Provided text:
════════════════

Five More Myths About Crypto

Five More Myths About Crypto

There is no shortage of negative information published online and in mainstream media about the risks of digital currencies.  My goal in this article is to debunk some of the predominant myths that surround the burgeoning digital currency industry. I'm a fervent student of the industry, not an investment advisor.

1. MYTH: Digital Currencies Don’t Have Any Real Value.

The IRS and multiple other government agencies have created a tangled web of proposed crypto regulations which may have contributed to investors’ confusion about crypto’s classification and value. 

FACT: While Bitcoin (the world's first widely adopted digital currency) is not backed by gold, neither is the US dollar or any other modern fiat currency.

Central Banks and governments have the power to print fiat currency at their will resulting in their currency’s ability to depreciate. On the other hand, Bitcoin’s space is fixed and limited, making it less susceptible to inflation. In an appealingly simple explanation from Coinbase: bitcoin is digital money that allows for secure peer-to-peer transactions on the internet.

Bitcoin’s scarcity is the major driver of its value. There will only ever be 21 million bitcoin. According to Blockchain.com, approximately 83% of all the Bitcoin that will ever exist has already been mined. Estimates say minting will be completed around 2140.

Currently, the amount of Bitcoin being mined is declining. That is because every four years an event called halving takes place.. At that time, the amount of reward paid to bitcoin miners is cut in half.

════════════════

Listing:
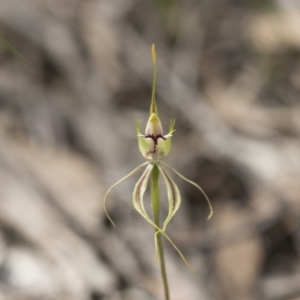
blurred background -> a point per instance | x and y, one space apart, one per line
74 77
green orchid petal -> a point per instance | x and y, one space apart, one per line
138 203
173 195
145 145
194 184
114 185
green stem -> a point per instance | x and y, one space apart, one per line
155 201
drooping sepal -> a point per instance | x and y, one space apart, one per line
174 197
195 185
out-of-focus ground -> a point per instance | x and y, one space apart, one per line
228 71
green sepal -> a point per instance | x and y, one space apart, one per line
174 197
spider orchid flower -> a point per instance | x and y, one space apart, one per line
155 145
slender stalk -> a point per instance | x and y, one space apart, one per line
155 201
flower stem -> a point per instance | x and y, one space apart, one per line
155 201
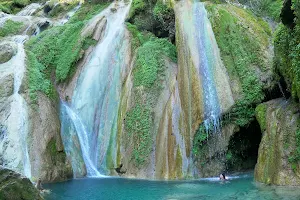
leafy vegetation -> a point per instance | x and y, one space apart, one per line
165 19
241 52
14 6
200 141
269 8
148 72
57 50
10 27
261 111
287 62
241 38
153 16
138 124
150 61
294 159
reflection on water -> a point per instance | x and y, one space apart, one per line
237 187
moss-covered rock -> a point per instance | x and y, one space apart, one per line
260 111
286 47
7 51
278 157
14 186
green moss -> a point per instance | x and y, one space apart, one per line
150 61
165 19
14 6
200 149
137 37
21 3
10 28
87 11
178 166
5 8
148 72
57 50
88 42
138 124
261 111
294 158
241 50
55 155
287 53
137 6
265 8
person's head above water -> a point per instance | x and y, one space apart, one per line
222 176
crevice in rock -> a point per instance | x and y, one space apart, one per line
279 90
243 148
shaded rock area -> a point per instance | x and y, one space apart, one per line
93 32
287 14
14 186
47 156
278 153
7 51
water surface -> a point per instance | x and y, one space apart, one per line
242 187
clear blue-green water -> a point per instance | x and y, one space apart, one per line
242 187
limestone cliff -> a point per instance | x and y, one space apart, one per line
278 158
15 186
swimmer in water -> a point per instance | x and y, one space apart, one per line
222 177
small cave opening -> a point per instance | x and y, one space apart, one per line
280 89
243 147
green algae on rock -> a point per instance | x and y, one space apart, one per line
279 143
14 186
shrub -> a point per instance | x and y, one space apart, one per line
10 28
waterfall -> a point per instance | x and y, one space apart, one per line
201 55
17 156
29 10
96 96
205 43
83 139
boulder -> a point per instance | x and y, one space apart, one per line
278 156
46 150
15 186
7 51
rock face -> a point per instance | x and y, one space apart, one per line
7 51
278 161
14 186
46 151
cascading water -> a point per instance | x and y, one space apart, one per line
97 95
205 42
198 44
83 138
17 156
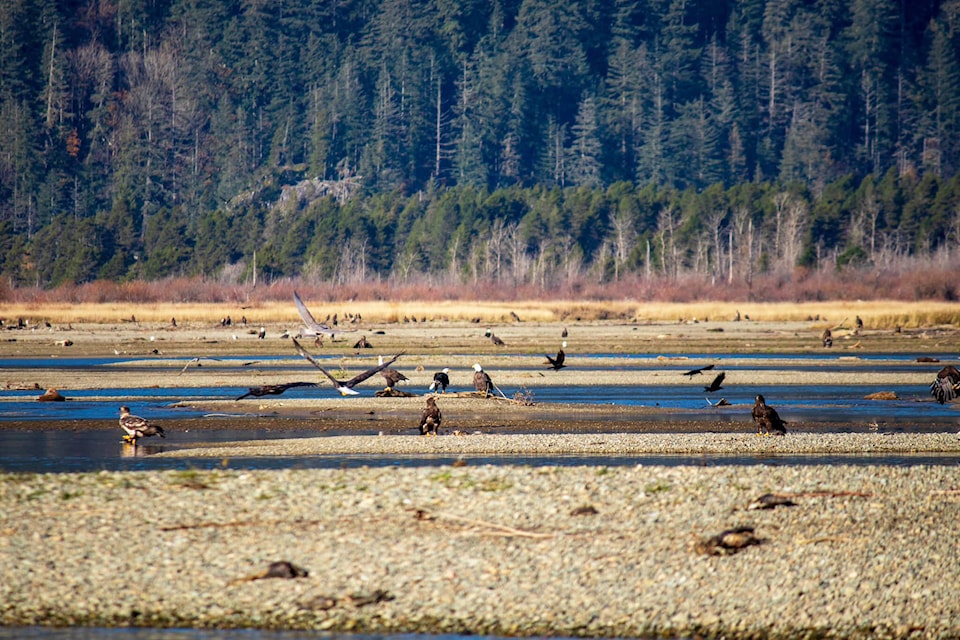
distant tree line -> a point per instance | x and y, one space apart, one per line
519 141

════════════════

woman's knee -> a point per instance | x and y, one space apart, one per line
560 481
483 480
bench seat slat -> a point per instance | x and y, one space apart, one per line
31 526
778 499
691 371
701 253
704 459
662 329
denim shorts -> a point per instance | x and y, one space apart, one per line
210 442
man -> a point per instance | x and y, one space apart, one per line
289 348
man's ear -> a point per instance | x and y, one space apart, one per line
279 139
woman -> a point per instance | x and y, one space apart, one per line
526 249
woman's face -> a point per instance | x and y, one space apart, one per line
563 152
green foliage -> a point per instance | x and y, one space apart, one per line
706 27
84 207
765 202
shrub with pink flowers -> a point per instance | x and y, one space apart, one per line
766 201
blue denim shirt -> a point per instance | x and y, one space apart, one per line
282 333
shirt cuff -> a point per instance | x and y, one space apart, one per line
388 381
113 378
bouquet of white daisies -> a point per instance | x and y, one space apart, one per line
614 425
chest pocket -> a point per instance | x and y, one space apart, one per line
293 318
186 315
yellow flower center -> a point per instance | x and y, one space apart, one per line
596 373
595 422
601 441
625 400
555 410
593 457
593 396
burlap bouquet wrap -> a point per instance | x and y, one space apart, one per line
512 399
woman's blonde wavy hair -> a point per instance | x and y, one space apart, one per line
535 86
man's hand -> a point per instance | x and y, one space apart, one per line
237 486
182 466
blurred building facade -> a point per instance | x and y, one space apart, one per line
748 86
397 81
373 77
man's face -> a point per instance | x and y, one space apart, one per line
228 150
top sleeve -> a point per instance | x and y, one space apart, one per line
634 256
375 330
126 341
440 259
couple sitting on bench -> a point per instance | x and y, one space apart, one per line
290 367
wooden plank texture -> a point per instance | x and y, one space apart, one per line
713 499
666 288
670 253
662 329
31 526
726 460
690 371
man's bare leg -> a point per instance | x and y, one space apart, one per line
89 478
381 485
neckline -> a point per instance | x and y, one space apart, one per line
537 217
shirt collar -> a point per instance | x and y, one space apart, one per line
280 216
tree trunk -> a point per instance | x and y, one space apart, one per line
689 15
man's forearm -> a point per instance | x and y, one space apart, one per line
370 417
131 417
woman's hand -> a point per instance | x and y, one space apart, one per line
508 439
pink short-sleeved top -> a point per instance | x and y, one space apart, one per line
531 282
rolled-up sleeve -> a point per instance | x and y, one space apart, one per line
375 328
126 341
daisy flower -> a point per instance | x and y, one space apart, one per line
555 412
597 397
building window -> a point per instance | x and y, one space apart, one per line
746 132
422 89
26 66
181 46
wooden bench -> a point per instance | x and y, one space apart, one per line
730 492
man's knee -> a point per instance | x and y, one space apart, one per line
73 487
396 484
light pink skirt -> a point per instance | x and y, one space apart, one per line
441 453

════════════════

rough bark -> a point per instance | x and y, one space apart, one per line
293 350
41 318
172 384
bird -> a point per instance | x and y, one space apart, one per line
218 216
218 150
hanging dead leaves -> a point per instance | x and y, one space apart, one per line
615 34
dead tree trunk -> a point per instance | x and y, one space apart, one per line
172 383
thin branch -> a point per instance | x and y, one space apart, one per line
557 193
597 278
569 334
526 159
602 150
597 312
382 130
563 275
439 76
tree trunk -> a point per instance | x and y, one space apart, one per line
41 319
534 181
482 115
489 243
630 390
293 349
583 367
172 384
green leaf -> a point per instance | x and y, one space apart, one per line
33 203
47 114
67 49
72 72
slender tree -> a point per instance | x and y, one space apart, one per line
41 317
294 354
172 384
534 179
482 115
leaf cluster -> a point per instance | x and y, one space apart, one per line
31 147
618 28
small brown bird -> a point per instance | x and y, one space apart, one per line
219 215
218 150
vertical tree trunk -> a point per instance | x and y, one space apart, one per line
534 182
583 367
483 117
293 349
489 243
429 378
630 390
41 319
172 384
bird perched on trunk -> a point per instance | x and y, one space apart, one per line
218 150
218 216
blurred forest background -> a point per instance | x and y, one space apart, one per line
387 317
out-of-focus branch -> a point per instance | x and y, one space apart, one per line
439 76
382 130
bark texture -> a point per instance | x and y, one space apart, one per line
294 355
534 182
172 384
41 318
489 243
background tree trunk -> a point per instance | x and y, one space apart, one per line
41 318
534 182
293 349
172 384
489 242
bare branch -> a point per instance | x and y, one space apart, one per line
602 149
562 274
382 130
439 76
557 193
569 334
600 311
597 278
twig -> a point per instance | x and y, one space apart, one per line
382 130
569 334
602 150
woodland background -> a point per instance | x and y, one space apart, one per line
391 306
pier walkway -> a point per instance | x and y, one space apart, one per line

════════════════

Stated problem 1:
Answer these questions using the crypto myths article.
(a) What does the writer call themselves instead of an investment advisor?
(b) How many bitcoin will there ever be?
(c) How often does halving take place?
Stated problem 2:
Return the part of the crypto myths article that opens with the words containing "There is no" and closes with "modern fiat currency.", copied word for word.
The items come from a different source than the crypto myths article.

Complete response 1:
(a) A fervent student of the industry.
(b) 21 million.
(c) Every four years.

Complete response 2:
There is no shortage of negative information published online and in mainstream media about the risks of digital currencies.  My goal in this article is to debunk some of the predominant myths that surround the burgeoning digital currency industry. I'm a fervent student of the industry, not an investment advisor.

1. MYTH: Digital Currencies Don’t Have Any Real Value.

The IRS and multiple other government agencies have created a tangled web of proposed crypto regulations which may have contributed to investors’ confusion about crypto’s classification and value. 

FACT: While Bitcoin (the world's first widely adopted digital currency) is not backed by gold, neither is the US dollar or any other modern fiat currency.